**PASSAGE TO READ:**
[START]
Yet, as the initial quote by Mises suggests, this line of thinking is confused. Had classical-liberal institutions evolved, environmental values would have been integrated gradually into individuals’ varying preferences. In earlier eras voluntary exchanges would favor economic development over environmental preservation—poverty leaves little room for aesthetics. But, even then, some minority interests would have preferred the tranquility of their undisturbed properties to wealth. Thoreau was not unique, even in his time. In a system that honored private property, Thoreau would have been able to enjoin those whose activities would have disturbed his peaceful use of his property.
Such preferences enforced by legal remedies would have encouraged economic developers to devise methods of alleviating environmental damages. Railroads would have acquired larger buffer zones around their lines; technologies would have evolved earlier to suppress noise, odors, and emissions. Noxious industrial activities would have been sited in areas far from sensitive individuals. Methods for re-aerating oxygen-depleted waters or restocking damaged hunting or fishery areas would have been explored by firms seeking to reduce costs.
[END]
**DATA SUPPLIED:**
[START]
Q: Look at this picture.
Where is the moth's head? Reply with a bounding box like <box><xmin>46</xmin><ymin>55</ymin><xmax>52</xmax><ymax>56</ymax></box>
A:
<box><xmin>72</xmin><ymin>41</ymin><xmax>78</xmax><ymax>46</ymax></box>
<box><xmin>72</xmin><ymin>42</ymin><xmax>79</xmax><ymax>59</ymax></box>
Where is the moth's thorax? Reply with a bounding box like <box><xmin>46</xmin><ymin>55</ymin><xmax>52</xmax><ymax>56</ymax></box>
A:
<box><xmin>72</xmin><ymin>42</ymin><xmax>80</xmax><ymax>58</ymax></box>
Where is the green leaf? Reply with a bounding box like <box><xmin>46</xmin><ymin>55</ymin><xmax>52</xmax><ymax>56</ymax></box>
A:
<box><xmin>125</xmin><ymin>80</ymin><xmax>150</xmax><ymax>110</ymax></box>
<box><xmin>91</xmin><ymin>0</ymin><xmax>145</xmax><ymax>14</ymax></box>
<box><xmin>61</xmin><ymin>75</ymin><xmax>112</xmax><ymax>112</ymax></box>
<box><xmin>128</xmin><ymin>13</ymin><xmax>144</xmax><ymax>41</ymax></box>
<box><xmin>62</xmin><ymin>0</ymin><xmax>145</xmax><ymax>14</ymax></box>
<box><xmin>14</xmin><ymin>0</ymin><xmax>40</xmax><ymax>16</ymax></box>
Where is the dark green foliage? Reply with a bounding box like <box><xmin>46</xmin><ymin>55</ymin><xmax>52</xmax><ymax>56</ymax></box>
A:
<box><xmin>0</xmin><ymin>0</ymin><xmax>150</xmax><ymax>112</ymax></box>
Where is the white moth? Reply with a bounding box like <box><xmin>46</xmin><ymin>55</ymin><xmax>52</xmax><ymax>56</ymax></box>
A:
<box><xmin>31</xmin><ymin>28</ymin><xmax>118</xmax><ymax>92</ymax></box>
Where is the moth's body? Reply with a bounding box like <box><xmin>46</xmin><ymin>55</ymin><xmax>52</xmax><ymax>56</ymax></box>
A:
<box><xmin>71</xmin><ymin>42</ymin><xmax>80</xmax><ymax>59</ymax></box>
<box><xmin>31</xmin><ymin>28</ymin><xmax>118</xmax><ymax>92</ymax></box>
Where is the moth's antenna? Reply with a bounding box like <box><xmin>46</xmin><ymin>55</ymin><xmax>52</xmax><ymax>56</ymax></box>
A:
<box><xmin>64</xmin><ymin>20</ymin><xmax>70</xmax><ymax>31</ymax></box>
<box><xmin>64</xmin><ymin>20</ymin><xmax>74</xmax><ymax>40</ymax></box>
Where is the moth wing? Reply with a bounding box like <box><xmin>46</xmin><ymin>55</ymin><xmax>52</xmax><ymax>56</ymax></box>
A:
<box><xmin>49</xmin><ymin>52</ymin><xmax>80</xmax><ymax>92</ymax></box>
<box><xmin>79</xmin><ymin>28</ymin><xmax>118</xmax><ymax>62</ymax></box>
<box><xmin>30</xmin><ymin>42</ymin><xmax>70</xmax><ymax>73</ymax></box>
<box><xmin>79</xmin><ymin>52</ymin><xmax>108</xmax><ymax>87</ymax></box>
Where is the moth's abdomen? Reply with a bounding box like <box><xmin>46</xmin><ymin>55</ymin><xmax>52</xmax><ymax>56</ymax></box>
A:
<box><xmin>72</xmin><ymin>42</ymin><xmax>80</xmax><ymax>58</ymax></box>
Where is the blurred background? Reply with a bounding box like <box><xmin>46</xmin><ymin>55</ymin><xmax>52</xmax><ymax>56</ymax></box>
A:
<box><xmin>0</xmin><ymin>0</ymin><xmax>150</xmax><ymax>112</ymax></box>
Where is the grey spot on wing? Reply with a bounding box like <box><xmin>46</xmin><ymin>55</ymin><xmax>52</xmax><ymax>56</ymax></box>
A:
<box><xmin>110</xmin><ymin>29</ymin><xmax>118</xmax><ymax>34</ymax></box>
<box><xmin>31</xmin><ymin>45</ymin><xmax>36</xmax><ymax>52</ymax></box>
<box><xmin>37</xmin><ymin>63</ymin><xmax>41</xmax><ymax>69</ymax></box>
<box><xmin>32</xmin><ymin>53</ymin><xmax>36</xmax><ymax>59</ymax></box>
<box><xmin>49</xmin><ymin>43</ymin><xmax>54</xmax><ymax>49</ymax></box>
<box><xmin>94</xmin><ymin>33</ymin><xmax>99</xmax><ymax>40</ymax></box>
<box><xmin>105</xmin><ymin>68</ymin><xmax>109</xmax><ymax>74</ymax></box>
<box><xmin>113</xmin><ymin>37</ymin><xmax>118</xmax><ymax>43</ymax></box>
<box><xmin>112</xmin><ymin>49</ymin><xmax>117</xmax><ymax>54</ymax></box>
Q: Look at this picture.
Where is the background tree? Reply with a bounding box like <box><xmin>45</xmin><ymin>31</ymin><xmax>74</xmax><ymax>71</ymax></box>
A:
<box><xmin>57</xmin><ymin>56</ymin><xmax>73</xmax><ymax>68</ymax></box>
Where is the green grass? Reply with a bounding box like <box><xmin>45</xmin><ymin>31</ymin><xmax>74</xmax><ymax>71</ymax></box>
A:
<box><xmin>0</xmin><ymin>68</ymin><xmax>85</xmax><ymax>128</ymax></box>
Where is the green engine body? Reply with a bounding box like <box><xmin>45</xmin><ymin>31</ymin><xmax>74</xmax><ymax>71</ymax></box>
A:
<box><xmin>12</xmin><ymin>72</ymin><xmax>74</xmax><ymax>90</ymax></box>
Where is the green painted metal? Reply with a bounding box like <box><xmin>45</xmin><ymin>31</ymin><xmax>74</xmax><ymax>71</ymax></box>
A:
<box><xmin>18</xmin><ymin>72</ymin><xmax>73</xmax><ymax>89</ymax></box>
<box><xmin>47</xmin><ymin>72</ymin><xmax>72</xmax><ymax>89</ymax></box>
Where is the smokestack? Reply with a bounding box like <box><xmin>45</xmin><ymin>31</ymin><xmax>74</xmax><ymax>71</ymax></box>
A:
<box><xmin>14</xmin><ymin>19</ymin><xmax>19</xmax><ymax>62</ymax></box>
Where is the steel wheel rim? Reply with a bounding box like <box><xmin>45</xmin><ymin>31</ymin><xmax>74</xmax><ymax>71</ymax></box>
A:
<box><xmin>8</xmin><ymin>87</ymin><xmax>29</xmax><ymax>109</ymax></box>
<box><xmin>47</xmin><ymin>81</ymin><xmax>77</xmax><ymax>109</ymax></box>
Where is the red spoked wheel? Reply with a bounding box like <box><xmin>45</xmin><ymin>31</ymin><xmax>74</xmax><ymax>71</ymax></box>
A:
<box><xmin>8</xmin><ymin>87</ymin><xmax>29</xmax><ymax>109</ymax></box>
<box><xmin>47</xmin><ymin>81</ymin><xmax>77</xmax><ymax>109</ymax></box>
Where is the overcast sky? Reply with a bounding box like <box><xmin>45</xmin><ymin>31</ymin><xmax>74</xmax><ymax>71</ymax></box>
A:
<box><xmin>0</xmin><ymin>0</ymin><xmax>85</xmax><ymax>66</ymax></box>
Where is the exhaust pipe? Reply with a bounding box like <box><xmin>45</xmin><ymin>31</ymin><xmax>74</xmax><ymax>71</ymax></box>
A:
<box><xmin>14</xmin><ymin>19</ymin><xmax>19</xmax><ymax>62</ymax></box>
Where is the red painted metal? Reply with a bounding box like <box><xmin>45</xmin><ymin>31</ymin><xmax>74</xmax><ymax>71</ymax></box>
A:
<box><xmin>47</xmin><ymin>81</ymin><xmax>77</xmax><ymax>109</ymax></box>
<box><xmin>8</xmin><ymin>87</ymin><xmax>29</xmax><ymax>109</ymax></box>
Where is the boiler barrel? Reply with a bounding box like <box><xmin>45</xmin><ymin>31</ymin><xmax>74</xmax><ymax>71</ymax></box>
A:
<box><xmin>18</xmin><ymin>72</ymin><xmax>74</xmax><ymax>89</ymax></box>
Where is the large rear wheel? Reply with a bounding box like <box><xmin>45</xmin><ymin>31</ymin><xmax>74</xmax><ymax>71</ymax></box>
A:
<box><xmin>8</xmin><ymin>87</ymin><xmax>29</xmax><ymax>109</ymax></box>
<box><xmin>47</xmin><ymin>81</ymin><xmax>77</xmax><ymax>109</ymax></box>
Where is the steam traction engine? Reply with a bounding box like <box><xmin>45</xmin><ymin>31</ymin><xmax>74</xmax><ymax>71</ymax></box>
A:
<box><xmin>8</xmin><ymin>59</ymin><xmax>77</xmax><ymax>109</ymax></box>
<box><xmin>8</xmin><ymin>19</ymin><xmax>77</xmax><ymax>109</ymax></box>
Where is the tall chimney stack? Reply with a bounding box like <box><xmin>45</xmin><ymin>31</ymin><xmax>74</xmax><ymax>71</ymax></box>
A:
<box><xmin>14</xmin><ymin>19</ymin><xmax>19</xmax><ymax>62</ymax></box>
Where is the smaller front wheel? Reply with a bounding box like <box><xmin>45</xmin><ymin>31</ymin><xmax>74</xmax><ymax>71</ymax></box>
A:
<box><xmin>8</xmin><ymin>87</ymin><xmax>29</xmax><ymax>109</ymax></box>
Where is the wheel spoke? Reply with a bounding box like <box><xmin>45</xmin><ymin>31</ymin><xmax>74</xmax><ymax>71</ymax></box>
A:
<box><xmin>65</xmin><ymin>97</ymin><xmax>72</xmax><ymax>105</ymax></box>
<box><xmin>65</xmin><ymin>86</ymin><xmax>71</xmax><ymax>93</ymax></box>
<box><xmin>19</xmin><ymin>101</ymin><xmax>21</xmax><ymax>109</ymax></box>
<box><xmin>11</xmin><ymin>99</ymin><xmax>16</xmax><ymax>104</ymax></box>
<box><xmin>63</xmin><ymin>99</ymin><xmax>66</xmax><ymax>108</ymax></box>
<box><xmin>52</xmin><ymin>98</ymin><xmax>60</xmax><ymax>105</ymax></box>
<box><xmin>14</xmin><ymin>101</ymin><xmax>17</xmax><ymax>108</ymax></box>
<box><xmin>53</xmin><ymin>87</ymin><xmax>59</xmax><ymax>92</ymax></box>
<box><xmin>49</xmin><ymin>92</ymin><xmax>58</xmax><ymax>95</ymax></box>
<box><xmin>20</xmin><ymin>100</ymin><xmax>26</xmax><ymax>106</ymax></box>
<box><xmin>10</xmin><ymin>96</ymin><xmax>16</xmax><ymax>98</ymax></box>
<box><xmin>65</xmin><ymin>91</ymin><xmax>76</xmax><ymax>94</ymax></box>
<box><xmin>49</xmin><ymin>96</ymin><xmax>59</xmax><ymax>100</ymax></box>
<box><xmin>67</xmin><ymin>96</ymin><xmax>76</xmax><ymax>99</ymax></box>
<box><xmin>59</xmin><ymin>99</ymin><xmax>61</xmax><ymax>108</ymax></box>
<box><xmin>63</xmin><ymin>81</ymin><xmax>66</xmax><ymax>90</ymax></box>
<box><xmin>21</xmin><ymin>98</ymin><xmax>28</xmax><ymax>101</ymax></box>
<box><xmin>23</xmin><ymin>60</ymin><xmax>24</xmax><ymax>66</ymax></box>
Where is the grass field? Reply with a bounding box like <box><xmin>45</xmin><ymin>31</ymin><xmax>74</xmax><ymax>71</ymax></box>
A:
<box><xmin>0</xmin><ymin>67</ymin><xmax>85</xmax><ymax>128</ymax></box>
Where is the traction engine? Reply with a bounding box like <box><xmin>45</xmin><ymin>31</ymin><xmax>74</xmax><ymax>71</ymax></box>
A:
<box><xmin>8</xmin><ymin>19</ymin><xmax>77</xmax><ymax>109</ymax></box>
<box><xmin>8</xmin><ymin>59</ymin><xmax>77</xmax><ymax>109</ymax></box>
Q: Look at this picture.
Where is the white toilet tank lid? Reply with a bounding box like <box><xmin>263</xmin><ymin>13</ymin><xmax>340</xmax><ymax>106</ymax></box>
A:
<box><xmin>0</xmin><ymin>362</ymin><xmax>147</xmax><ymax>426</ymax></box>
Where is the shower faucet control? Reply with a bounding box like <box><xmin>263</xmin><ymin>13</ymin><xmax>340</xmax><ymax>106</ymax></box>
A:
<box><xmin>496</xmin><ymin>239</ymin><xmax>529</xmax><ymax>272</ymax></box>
[END]
**AIM:** Write out the part of the passage about classical-liberal institutions and environmental values from "Yet, as the" up to and including "of his property.", word for word. Rely only on the passage about classical-liberal institutions and environmental values, not on the entries.

**TASK SOLUTION:**
Yet, as the initial quote by Mises suggests, this line of thinking is confused. Had classical-liberal institutions evolved, environmental values would have been integrated gradually into individuals’ varying preferences. In earlier eras voluntary exchanges would favor economic development over environmental preservation—poverty leaves little room for aesthetics. But, even then, some minority interests would have preferred the tranquility of their undisturbed properties to wealth. Thoreau was not unique, even in his time. In a system that honored private property, Thoreau would have been able to enjoin those whose activities would have disturbed his peaceful use of his property.